* **Material for this task**
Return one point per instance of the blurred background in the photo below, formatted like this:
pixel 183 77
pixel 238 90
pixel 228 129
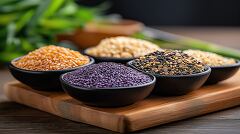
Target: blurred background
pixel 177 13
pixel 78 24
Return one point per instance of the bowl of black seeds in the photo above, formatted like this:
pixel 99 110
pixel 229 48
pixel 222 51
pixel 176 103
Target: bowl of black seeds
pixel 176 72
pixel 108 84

...

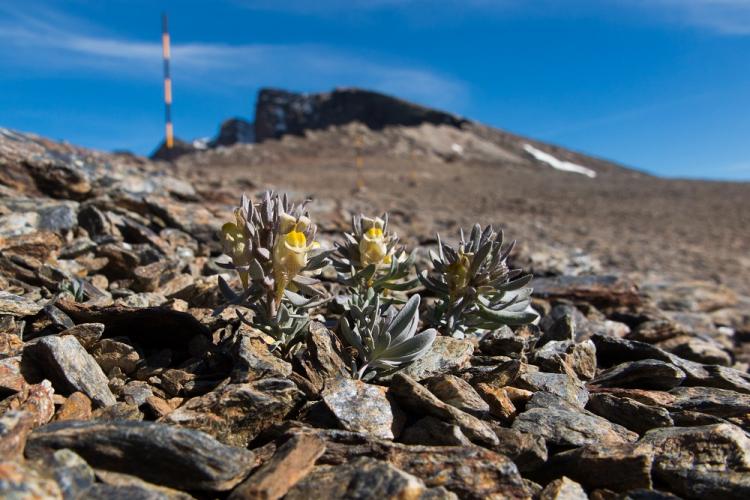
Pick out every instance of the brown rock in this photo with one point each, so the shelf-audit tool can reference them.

* **Task objective**
Starting with the line that contains "Return one point per instance of the bowl" and going on through the line that contains "pixel 108 84", rewrite those lines of the records as a numbered list, leaving out any blank lines.

* **Solved exercise**
1. Return one point per instance of the bowl of black seeds in the photo above, formatted like this:
2. pixel 99 110
3. pixel 229 48
4. pixel 222 51
5. pixel 176 103
6. Target: bowl of black seeds
7. pixel 176 72
8. pixel 108 84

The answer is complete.